PSD is significantly higher for firms with larger boards (Boardsize), higher board attendance (Boardattend), larger size (MV), and higher dividends per share (DPS). However, the significant positive association between PSD and DPS should be considered with caution. If political donations attract a negative response from shareholders, firms may strategically increase dividends distributed to reduce such a negative response and to convince them that the firm is acting according to shareholders’ interests. Furthermore, PSD is significantly lower for firms with higher leverage (Debt) and higher sales growth (Salesgrowth). Other variables are insignificant.
Additional and Robustness Analysis
Different Proxies
We test the influence of the presence of female monitoring and advisory directors on PSD. Specifically, F_Monitoring will equal 1 if the company has at least 1 female monitoring director, 0 otherwise. Likewise, F_Advisory will equal 1 if the company has at least 1 female advisory director, 0 otherwise. The findings in column 1 of Table 5 are consistent with the main analysis.
Additional Analysis—Different Proxies for Independent Variables.
Note. This table presents the results of robustness tests using different proxies for the independent variables. For variable definitions, see Appendix B.
p < .01. **p < .05. *p < .1.
Readers may be interested in examining AC female diversity influence on PSD. Since AC attributes (size, meeting frequency, age, and education) significantly influence firms’ PSD, AC gender diversity can significantly shape PSD. Consistent with prior studies (Appuhami & Tashakor, 2017; Bravo, Reguera-Alvarado, 2019), our untabulated results document a positive association between AC female directors and PSD.
We set Boardtenure to equal the percentage of board members who have been serving for 5 years or more. We argue that the higher this percentage, the greater the board tenure and the less PSD. The results in Column 2 of Table 5 confirm our main results: Long-tenured members are less politically transparent (Hidalgo et al., 2011). Furthermore, we rerun the model using the percentage of board members serving for 10 years or more, and the results (untabulated) still hold. Following de Villiers and colleagues (2011), we measure Busyboard by using the average number of directorships (i.e., the mean of board seats held by board members). The results, presented in Column 3 of Table 5, remain similar.
We are also interested in board members who have attended elite universities as they may obtain direct and indirect connections with the elite class (Reeb & Zhao, 2013). Accordingly, AC directors who attended elite educational institutions have stronger ties with the upper level of social classes and thereby may have significant influence on AC outcomes. Utilizing www.timeshighereducation.com, we include the number of AC board members who graduated from the top 10 elite universities as an additional education variable (Num_THE). In Column 4 of Table 5, we document a significant positive association (p < .01), providing original evidence that an elite university education benefits society by enhancing firms’ PSD. Since university ranking may not be unanimous across different ranking systems, we also used QS ranking. Noticeably, the correlation between the two ranking sources yields very high correlation of 0.95 and yields identical conclusions. We argue that AC directors who graduate from elite institutions have greater monitoring capabilities and more political awareness and are more likely to respond to stakeholders’ demand for greater political transparency. These findings are in line with prior studies, which argue that a CEO’s educational background plays a pivotal role in shaping a firm’s political investment (Rudy & Johnson, 2019).
++++++
Given task A
In the passage on board traits and political disclosure, copy the text from "Additional and Robustness" up to and including "for Independent Variables.".
The passage and the records are unrelated material.

Segmentation data:
++++++
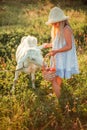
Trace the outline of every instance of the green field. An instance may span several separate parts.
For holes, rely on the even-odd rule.
[[[30,76],[22,73],[12,94],[16,48],[26,35],[37,37],[38,45],[50,42],[51,28],[45,22],[51,7],[56,5],[70,16],[80,74],[63,81],[59,100],[41,70],[36,72],[35,90]],[[43,49],[43,56],[48,51]],[[87,130],[85,0],[0,0],[0,130]]]

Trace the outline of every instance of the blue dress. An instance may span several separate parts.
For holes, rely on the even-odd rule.
[[[58,41],[59,37],[57,34],[52,44],[53,50],[60,49],[66,45],[65,39],[63,40],[63,42],[58,43]],[[54,58],[56,66],[56,76],[69,79],[73,74],[79,73],[76,47],[73,35],[72,35],[72,49],[66,52],[57,53]],[[51,66],[53,65],[54,64],[51,57]]]

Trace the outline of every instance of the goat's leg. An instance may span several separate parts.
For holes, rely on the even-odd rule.
[[[32,88],[35,89],[35,73],[31,73]]]

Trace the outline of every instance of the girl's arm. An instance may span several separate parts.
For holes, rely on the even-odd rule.
[[[43,43],[44,48],[52,47],[52,43]]]
[[[53,56],[56,53],[65,52],[65,51],[72,49],[72,32],[68,27],[64,28],[64,38],[65,38],[65,41],[66,41],[66,45],[61,49],[52,50],[49,53],[49,55]]]

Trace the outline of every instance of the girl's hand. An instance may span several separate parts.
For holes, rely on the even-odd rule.
[[[57,50],[52,50],[46,56],[54,56],[56,53],[58,53]]]
[[[43,43],[44,48],[48,48],[48,43]]]

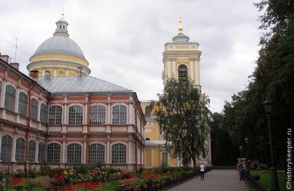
++++++
Given task B
Please rewrite the records from the line with "Trace the outline of every instance of the girl's hand." up to and including the end of the records, replacing "hand" with "palm" and leaving everything else unchanged. Omit the pictures from your answer.

Complete response A
Additional and Robustness Analysis
Different Proxies
We test the influence of the presence of female monitoring and advisory directors on PSD. Specifically, F_Monitoring will equal 1 if the company has at least 1 female monitoring director, 0 otherwise. Likewise, F_Advisory will equal 1 if the company has at least 1 female advisory director, 0 otherwise. The findings in column 1 of Table 5 are consistent with the main analysis.
Additional Analysis—Different Proxies for Independent Variables.

Complete response B
Trace the outline of every instance of the girl's palm. An instance may span several separate parts.
For holes, rely on the even-odd rule.
[[[57,50],[52,50],[46,56],[54,56],[56,53],[58,53]]]
[[[43,43],[44,48],[48,48],[48,43]]]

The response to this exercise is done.